» **TO DO**
Find the string "handwritten" in the entries and copy each line that has it.

Start of INPUT FOR THIS TASK

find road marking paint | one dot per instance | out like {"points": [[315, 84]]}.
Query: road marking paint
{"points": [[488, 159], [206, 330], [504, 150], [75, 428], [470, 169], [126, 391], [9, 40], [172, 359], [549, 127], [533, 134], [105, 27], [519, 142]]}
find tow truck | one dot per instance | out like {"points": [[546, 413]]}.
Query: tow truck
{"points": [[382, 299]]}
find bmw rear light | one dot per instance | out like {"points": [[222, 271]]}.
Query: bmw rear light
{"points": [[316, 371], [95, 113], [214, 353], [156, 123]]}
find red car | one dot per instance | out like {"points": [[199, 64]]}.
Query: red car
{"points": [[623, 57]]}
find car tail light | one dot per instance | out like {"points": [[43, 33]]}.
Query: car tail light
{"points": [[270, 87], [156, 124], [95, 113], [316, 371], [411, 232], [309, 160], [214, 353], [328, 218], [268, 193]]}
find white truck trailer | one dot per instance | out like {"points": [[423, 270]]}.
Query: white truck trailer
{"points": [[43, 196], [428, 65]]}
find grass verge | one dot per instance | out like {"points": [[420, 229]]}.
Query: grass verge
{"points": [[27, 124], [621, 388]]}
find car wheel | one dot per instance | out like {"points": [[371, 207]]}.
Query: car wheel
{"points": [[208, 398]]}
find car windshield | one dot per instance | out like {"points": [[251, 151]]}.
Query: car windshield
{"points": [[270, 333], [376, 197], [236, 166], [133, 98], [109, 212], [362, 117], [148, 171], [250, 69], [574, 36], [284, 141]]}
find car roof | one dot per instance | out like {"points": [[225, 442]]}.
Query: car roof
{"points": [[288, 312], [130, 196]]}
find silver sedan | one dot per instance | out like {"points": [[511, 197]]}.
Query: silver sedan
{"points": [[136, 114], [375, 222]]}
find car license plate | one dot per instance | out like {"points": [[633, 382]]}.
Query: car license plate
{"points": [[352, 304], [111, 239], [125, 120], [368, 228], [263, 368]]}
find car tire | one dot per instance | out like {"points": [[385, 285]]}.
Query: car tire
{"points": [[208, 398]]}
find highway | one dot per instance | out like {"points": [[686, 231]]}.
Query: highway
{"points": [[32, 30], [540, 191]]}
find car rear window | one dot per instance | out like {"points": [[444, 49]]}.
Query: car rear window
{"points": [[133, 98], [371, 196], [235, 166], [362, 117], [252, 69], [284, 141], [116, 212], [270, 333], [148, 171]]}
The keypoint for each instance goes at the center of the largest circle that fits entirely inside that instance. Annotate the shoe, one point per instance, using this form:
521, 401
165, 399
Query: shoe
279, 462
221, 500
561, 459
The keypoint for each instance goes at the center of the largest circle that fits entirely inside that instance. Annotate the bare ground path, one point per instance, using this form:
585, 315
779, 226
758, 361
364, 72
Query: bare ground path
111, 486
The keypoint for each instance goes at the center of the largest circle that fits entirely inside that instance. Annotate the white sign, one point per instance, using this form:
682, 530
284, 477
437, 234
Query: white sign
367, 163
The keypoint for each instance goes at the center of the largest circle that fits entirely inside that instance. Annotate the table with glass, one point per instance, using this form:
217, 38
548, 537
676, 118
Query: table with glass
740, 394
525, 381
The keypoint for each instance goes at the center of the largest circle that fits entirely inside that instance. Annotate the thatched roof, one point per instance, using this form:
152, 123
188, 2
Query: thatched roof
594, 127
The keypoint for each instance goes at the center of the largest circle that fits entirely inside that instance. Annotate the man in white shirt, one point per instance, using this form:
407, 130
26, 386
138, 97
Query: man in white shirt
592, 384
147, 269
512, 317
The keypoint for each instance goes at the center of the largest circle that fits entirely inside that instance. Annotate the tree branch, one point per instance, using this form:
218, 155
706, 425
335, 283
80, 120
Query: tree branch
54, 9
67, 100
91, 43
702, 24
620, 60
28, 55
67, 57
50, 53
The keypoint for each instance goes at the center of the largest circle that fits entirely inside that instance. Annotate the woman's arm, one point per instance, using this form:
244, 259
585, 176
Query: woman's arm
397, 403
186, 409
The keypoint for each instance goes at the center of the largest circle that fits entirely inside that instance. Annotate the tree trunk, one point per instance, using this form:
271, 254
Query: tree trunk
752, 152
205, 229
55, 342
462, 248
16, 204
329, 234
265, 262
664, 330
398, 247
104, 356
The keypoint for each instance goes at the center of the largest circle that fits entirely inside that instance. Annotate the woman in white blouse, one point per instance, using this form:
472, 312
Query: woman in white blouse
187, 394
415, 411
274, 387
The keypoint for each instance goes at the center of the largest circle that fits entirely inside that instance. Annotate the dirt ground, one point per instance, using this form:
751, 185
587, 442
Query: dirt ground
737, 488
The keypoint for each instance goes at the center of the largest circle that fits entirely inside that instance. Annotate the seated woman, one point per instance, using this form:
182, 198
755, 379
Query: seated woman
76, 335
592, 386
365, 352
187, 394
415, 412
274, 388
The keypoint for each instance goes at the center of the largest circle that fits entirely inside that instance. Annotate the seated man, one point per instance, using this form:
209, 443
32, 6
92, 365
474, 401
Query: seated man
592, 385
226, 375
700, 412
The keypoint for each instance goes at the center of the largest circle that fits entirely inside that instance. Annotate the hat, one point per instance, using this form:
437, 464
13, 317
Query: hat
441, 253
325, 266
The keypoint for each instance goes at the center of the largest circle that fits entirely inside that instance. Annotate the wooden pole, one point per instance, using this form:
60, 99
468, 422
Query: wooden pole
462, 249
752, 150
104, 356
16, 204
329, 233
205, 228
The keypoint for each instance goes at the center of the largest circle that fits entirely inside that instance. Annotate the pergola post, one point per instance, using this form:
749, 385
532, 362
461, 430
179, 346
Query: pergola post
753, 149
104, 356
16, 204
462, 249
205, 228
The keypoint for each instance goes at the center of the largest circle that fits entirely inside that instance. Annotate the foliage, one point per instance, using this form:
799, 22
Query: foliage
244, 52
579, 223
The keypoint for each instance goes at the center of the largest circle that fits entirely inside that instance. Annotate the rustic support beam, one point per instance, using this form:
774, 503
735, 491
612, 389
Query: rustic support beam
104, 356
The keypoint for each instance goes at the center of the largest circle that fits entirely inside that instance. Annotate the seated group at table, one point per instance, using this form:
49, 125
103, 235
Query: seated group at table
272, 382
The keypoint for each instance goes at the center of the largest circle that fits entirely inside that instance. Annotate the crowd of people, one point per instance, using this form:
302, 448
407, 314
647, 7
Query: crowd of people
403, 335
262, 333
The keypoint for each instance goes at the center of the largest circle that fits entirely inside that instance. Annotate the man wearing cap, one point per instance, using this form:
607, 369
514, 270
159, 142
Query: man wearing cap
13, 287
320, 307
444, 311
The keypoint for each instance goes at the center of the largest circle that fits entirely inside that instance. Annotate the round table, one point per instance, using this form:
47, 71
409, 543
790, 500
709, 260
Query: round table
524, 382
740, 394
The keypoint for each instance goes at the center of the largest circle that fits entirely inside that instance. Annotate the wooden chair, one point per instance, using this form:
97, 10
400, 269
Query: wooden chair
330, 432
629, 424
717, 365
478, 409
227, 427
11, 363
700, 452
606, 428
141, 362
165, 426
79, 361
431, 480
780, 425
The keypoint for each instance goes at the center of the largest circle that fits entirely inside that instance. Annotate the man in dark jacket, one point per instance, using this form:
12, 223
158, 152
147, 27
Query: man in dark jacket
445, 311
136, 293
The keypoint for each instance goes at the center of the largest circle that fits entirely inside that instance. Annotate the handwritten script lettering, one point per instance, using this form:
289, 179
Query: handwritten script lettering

End of INPUT FOR THIS TASK

» **ANSWER SECTION**
The keypoint for each instance goes at the center of the largest circle that fits entirely inside that instance. Annotate the handwritten script lettering, one point per instance, using this form:
Query: handwritten script lettering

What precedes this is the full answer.